Where does "instance" appear in the data? Return each line that holds it.

=== Begin Enclosure ===

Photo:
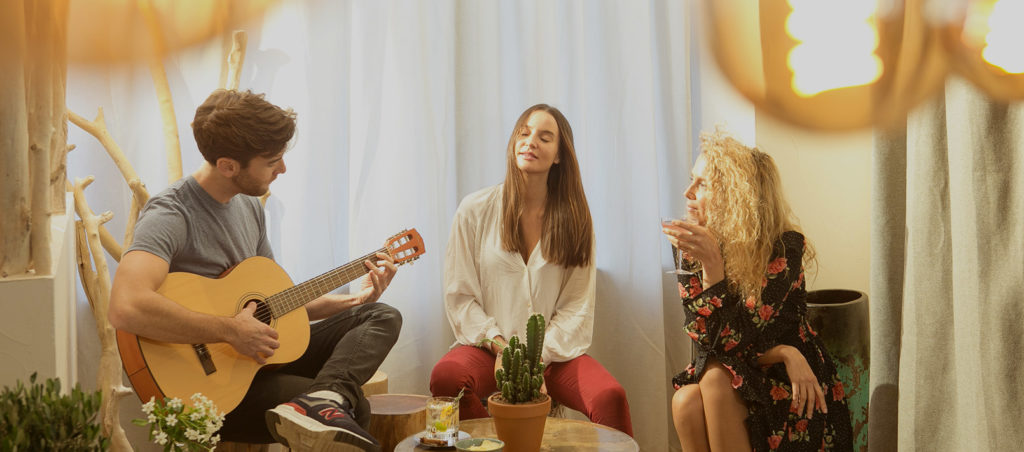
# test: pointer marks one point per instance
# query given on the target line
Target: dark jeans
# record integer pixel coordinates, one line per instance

=== End Enclosure ===

> _Problem solution_
# test: pointer marks one point per instance
# record integer pixel coordinates, one line per instance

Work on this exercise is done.